## REQUIRED WORK
Switch "detect" to "locate" everywhere in the items from their start through the line holding "[501,300,820,500]", inclusive, and write out only those lines again with nothing else changed.

## INFORMATION SHOWN
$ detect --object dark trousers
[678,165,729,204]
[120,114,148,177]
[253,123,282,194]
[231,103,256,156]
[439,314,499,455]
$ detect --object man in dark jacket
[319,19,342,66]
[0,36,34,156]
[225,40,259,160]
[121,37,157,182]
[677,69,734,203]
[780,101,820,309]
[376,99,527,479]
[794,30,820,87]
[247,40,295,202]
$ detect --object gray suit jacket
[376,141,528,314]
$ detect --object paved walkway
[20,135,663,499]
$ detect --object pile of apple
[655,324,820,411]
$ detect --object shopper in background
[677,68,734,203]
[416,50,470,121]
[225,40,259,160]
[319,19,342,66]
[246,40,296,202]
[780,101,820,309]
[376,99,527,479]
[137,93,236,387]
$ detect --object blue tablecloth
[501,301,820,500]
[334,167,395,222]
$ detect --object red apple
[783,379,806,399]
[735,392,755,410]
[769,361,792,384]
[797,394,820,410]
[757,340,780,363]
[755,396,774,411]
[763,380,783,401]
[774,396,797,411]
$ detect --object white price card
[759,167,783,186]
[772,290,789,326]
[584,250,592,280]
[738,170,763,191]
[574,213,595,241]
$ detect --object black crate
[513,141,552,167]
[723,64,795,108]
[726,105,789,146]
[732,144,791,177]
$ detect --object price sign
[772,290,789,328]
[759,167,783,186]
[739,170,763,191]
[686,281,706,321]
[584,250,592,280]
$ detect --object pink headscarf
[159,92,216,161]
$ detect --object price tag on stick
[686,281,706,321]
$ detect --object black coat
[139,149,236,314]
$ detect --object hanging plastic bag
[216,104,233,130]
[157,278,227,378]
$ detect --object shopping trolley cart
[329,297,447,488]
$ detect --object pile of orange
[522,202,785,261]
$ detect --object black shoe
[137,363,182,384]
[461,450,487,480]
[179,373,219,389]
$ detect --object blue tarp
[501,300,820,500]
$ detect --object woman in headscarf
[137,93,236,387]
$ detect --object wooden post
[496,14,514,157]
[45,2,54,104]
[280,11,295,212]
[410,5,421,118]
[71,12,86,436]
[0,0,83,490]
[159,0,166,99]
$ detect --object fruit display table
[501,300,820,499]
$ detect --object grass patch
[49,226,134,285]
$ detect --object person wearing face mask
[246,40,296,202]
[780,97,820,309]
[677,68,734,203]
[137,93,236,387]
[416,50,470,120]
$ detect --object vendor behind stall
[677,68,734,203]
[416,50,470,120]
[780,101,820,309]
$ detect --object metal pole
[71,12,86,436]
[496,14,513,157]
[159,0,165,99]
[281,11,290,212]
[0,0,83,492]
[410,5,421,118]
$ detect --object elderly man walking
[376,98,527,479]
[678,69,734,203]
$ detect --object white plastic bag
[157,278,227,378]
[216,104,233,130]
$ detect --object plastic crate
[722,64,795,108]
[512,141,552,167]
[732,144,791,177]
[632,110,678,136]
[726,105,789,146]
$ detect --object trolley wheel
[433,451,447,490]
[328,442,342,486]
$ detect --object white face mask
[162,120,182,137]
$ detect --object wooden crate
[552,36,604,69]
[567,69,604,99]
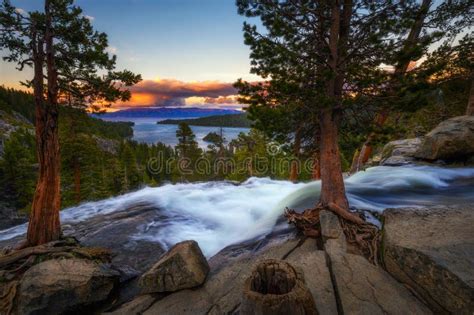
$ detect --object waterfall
[0,166,474,256]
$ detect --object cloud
[105,46,118,54]
[118,79,242,108]
[15,8,26,15]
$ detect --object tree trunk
[466,79,474,116]
[27,0,61,246]
[74,158,81,203]
[319,1,350,211]
[320,110,349,210]
[290,127,301,182]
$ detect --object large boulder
[316,211,431,314]
[383,207,474,314]
[380,138,422,166]
[16,258,119,314]
[137,237,337,315]
[414,116,474,161]
[139,241,209,293]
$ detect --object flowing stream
[0,166,474,256]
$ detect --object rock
[144,237,337,315]
[243,259,317,315]
[414,116,474,161]
[316,210,430,314]
[328,254,431,314]
[16,258,119,314]
[383,206,474,314]
[139,241,209,293]
[107,294,156,315]
[287,239,337,314]
[380,138,422,166]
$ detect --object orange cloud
[115,79,238,107]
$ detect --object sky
[0,0,258,109]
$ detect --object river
[0,166,474,257]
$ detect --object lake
[104,117,250,149]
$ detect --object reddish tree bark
[27,0,61,246]
[74,158,82,203]
[466,79,474,116]
[290,128,301,182]
[311,151,321,180]
[320,110,349,210]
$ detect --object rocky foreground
[0,206,474,314]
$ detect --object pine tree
[237,0,411,223]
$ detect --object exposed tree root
[339,219,382,266]
[284,207,324,238]
[328,202,365,224]
[284,203,381,265]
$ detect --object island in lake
[157,113,251,128]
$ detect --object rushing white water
[0,166,474,256]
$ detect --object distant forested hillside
[0,86,173,221]
[157,113,252,128]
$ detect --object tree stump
[240,259,318,315]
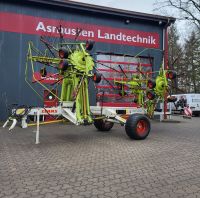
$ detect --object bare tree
[154,0,200,30]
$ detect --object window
[96,54,152,107]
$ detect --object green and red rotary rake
[4,38,175,140]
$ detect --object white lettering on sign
[36,21,156,45]
[36,22,94,38]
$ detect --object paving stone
[0,118,200,198]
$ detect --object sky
[70,0,155,14]
[71,0,191,42]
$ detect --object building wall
[0,0,163,120]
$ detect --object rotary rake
[4,34,175,143]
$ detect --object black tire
[167,71,176,80]
[85,40,94,51]
[192,111,200,117]
[147,80,156,89]
[125,113,151,140]
[146,90,156,100]
[167,96,177,102]
[93,72,101,83]
[94,120,114,131]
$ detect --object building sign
[0,12,160,48]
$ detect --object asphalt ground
[0,117,200,198]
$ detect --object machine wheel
[58,48,69,59]
[94,120,114,131]
[125,113,151,140]
[85,40,94,51]
[147,91,156,100]
[147,80,156,89]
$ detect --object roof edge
[27,0,176,25]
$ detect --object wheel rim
[147,93,153,100]
[136,120,148,136]
[148,82,153,89]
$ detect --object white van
[171,93,200,116]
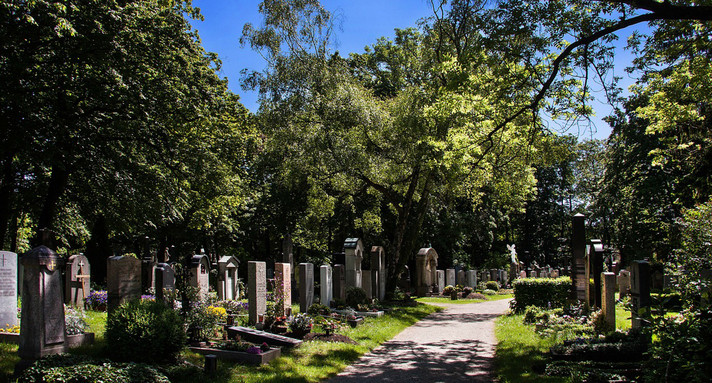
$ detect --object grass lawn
[0,304,442,383]
[416,294,513,305]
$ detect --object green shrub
[105,300,185,363]
[485,281,499,291]
[511,277,571,312]
[346,286,368,308]
[17,355,170,383]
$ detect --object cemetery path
[328,299,510,383]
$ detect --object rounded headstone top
[20,245,65,271]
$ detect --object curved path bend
[328,299,509,383]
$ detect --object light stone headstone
[319,265,334,307]
[153,262,176,301]
[217,255,240,300]
[64,254,91,308]
[17,246,65,365]
[571,214,589,302]
[361,270,373,300]
[106,255,141,313]
[189,254,210,299]
[601,273,616,329]
[630,261,650,328]
[299,263,314,313]
[415,247,438,297]
[333,265,346,301]
[467,270,477,289]
[457,270,467,286]
[618,270,630,299]
[445,269,457,286]
[371,246,388,301]
[344,238,363,288]
[274,262,292,316]
[247,261,267,324]
[434,270,445,294]
[0,251,18,328]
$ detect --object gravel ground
[328,299,509,383]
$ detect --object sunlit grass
[416,294,513,305]
[494,315,569,383]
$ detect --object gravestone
[415,247,436,297]
[344,238,363,288]
[630,261,650,328]
[571,214,588,301]
[618,270,630,299]
[319,265,334,307]
[218,255,240,300]
[588,239,603,307]
[467,270,477,289]
[434,270,445,294]
[274,262,292,316]
[457,270,467,286]
[361,270,373,300]
[0,251,18,328]
[153,262,176,301]
[247,261,267,324]
[64,254,91,308]
[600,273,616,329]
[106,255,141,313]
[189,254,210,299]
[299,263,314,313]
[445,269,457,286]
[16,246,65,369]
[371,246,388,301]
[333,265,346,301]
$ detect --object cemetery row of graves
[0,215,708,381]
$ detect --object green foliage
[485,281,499,291]
[105,300,186,362]
[511,277,571,312]
[17,355,170,383]
[346,286,369,308]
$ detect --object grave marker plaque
[299,263,314,313]
[0,251,18,328]
[247,261,267,324]
[64,254,91,308]
[106,256,141,313]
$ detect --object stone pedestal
[319,265,334,307]
[106,256,141,313]
[18,246,67,365]
[299,263,314,313]
[247,261,267,324]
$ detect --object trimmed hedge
[17,354,170,383]
[511,277,571,312]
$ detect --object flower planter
[0,332,94,348]
[190,347,282,365]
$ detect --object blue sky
[193,0,631,139]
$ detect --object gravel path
[328,299,509,383]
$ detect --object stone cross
[299,263,314,313]
[319,265,334,307]
[344,238,363,287]
[247,261,267,324]
[0,251,18,328]
[64,254,91,308]
[106,256,141,313]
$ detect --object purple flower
[246,346,262,355]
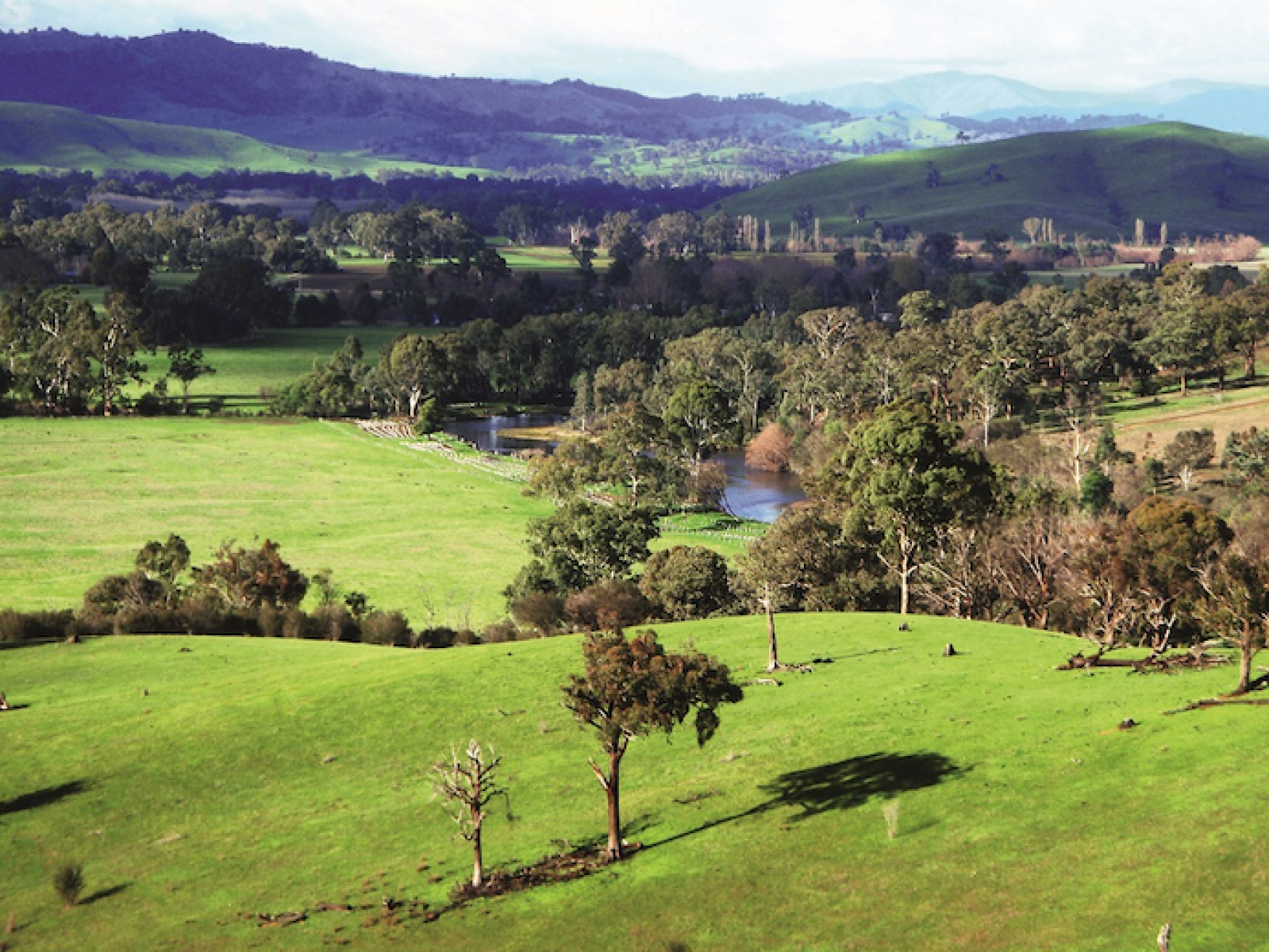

## ANSWER FOR THIS EXERCISE
$ locate --object dark trousers
[678,165,729,204]
[120,114,148,177]
[253,123,282,194]
[231,103,256,156]
[439,314,499,455]
$ locate --object man in dark jacket
[319,19,342,66]
[0,36,34,156]
[225,40,259,160]
[121,37,157,182]
[677,69,734,203]
[780,101,820,309]
[376,99,527,479]
[794,30,820,87]
[247,40,295,202]
$ locate --object gray suit jacket
[376,141,528,314]
$ locate --object paved walkway
[20,135,663,499]
$ locate --object pile of apple
[655,324,820,411]
$ locate --object shopper in background
[677,68,734,203]
[416,50,470,121]
[225,40,259,160]
[319,19,342,66]
[246,40,296,202]
[780,101,820,309]
[376,99,527,479]
[137,93,236,387]
$ locate --object blue tablecloth
[501,301,820,500]
[334,167,395,222]
$ locate --object red apple
[783,379,806,399]
[735,392,755,410]
[769,361,792,384]
[797,394,820,410]
[757,340,780,363]
[755,396,774,411]
[763,380,783,401]
[774,396,797,411]
$ locate --object white price card
[759,167,783,186]
[772,290,789,326]
[584,250,592,280]
[738,170,763,191]
[574,213,595,241]
$ locate --object black crate
[513,141,552,167]
[723,64,795,108]
[726,105,789,146]
[732,144,791,177]
$ locate --object price sign
[772,290,789,328]
[759,167,783,186]
[739,170,763,191]
[686,281,706,321]
[584,250,592,280]
$ locate --object pink headscarf
[159,92,216,161]
$ locate --object price tag on stick
[686,281,706,321]
$ locate --object black coat
[139,149,236,314]
$ locate --object hanging plastic bag
[216,104,233,130]
[157,278,227,378]
$ locate --object shopping trolley cart
[329,297,447,488]
$ locate --object pile of orange
[522,202,785,261]
$ locate --object black shoe
[137,363,182,384]
[461,450,487,480]
[179,373,219,389]
$ locate --object blue tarp
[501,300,820,500]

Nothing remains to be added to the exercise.